● **The problem**: Look for the line containing "Locate every instance of the paver" in the listing below. Retype that line and every subsequent line through the last one, and only those.

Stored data
════════════════════

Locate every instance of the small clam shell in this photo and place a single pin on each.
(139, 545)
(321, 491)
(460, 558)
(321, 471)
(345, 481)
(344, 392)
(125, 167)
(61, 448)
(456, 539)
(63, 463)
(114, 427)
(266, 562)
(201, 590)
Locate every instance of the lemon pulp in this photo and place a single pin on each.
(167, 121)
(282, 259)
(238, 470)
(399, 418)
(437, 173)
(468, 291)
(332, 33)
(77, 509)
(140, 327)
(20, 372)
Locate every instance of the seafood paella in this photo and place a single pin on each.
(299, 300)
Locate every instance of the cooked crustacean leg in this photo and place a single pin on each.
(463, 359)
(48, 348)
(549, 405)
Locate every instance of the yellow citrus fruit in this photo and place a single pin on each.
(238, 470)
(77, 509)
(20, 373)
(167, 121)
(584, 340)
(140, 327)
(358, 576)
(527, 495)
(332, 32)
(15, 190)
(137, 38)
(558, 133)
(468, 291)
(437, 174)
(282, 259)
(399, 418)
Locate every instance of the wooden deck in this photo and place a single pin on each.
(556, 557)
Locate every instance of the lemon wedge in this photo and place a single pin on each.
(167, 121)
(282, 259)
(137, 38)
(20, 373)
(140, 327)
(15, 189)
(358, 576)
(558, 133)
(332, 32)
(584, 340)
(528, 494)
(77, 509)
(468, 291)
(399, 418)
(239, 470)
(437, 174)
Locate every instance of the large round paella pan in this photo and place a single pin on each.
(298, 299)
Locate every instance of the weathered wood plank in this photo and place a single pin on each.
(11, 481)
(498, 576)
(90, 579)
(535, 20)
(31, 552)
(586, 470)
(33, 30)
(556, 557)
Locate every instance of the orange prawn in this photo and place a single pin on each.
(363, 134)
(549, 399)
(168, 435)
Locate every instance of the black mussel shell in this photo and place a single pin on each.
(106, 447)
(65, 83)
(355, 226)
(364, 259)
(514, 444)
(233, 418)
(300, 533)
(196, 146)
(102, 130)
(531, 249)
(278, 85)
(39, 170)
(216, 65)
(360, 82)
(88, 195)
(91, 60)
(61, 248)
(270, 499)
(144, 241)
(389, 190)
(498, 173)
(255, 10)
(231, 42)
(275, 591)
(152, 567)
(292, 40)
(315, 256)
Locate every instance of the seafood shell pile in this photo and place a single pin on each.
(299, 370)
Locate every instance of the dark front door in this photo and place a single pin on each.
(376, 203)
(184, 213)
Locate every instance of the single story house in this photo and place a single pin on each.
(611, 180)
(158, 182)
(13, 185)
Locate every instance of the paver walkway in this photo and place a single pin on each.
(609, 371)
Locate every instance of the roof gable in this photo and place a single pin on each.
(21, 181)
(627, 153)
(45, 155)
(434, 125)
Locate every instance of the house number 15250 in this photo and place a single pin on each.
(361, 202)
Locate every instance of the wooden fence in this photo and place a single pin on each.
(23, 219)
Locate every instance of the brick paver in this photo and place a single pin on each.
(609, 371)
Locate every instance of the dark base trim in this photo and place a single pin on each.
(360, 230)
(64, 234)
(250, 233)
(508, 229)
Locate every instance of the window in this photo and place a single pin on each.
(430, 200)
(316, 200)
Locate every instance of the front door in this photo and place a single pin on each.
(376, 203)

════════════════════

● **Task response**:
Locate every instance of the paver walkway in this photo and place a single pin on each.
(609, 371)
Locate every instance of the roof gable in this photo and place a single pin on each.
(21, 181)
(627, 153)
(45, 155)
(434, 125)
Locate every instance of the house number 15250 in this photo and place a single pin on each.
(361, 202)
Locate every instance of the wooden fence in this photo and place a single pin on each.
(23, 219)
Locate every instance of the brick paver in this photo and place a single pin on each.
(609, 371)
Locate every instance of the dark base trim in this photo and place a single pin on each.
(360, 230)
(64, 234)
(250, 233)
(508, 229)
Locate every instance of the window in this photo and place a single pin on each.
(430, 200)
(316, 200)
Locate every instance of the front door in this photo and place a single pin on each.
(376, 203)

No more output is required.